#### [WHAT YOU HAVE TO DO]
In the answer, each entry below appears exactly as given, and no picture appears at all.

================================

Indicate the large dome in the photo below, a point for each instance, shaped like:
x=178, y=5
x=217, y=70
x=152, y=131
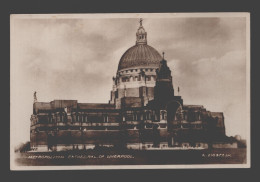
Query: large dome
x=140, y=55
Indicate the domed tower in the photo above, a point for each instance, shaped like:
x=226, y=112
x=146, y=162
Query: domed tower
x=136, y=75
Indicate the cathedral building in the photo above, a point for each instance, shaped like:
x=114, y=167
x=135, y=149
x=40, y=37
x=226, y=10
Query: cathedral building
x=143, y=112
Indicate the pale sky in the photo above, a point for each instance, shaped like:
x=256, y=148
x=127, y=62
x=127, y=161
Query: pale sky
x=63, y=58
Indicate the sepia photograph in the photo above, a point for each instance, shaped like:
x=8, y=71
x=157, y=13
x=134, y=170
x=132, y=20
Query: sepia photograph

================================

#### [EXPECTED ANSWER]
Indicate the large dome in the photo below, a point for each instance, shaped like:
x=178, y=5
x=217, y=70
x=152, y=131
Query: large dome
x=140, y=55
Indicate the domed tower in the photo above, a point for each instance, shaped like:
x=226, y=112
x=146, y=162
Query: domed tower
x=136, y=75
Indicate the cathedral building in the photo above, a point for each instance, shaped like:
x=114, y=167
x=135, y=149
x=40, y=37
x=226, y=10
Query: cathedral building
x=143, y=112
Indicate the pale sky in the photo above, a point for each instance, shaped like:
x=256, y=148
x=127, y=62
x=127, y=161
Query: pale sky
x=63, y=58
Indicate the sepia photograph in the photo above, a point for each instance, shaped like:
x=8, y=71
x=157, y=13
x=134, y=170
x=132, y=20
Query: sepia photograph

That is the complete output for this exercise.